Источник —
====
# Dask Delayed

Материалы:
* Макрушин С.В. Лекция 13: Dask Delayed
* https://docs.dask.org/en/latest/delayed.html
* JESSE C. DANIEL. Data Science with Python and Dask.


## Задачи для совместного разбора

![](https://i.imgur.com/AwiN8y6.png)
![](https://i.imgur.com/ceY6guU.png)

1. Напишите 2 функции, имитирующие CPU-bound задачу и IO-bound задачу:

`cpu_task()`: генерирует 100 тыс. случайных чисел и возвращает их сумму (без использования `numpy`)

`io_task()`: "спит" 0.1 сек, затем генерирует случайное число и возвращает его

Замерьте время выполнения 100 последовательных вызовов каждой из этих функций. Распараллелив вычисления при помощи `dask.delayed`, сократите время выполнения. Исследуйте, как зависит время вычислений от выбранного планировщика `scheduler`.
====
Данные —

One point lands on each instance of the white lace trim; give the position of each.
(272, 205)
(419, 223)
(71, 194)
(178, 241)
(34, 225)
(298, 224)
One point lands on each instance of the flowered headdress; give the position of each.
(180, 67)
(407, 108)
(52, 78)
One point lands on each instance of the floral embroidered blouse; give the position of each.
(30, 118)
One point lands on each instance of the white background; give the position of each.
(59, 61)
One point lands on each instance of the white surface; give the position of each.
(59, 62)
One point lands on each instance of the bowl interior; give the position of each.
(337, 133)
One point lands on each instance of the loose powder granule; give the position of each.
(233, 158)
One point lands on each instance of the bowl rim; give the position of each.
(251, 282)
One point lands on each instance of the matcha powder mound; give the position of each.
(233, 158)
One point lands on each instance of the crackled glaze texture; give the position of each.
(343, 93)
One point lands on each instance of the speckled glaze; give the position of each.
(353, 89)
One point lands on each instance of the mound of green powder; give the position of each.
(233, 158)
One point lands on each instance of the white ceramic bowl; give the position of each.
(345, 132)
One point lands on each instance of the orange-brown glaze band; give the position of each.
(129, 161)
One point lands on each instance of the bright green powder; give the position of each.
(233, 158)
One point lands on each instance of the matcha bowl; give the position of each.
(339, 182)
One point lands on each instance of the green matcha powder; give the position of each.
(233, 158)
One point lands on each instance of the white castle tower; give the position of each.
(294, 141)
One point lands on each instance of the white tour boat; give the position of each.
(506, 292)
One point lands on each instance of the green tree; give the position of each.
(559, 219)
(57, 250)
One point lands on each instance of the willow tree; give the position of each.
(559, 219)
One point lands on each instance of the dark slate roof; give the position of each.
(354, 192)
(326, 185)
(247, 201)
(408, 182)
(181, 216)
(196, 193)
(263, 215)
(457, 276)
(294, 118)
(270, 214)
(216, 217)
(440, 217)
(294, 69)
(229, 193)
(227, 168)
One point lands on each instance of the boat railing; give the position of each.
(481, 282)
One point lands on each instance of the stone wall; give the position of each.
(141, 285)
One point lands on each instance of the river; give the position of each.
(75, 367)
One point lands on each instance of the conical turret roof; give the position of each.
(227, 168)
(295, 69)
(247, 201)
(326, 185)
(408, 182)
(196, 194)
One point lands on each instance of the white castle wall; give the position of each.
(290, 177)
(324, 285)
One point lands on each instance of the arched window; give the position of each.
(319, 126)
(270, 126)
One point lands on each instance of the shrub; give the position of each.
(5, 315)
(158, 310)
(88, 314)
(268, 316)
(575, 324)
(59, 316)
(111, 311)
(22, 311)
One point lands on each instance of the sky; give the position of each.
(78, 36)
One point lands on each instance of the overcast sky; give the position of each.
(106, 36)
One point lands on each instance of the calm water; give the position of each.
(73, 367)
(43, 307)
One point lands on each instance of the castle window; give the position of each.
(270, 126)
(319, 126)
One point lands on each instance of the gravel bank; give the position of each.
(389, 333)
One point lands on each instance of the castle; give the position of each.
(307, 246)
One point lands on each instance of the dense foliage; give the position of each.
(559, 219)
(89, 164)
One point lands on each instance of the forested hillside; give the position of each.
====
Задания —
1. Ответьте по источнику на три вопроса, каждый ответ дайте с новой строки с той же буквой:
(a) Какой номер у лекции Макрушина С.В. в списке материалов?
(b) Сколько случайных чисел должна генерировать функция `cpu_task()` и какую библиотеку при этом использовать нельзя?
(c) На сколько секунд «засыпает» функция `io_task()`?
2. Объясните по источнику, зачем в задаче нужно распараллелить вычисления при помощи `dask.delayed`.

Ответы по порядку —
1.
(a) Лекция 13.
(b) 100 тыс. случайных чисел, без использования `numpy`.
(c) На 0.1 сек.

2. Распараллеливание при помощи `dask.delayed` должно сократить время выполнения 100 последовательных вызовов функций `cpu_task()` и `io_task()`, которое сначала требуется замерить.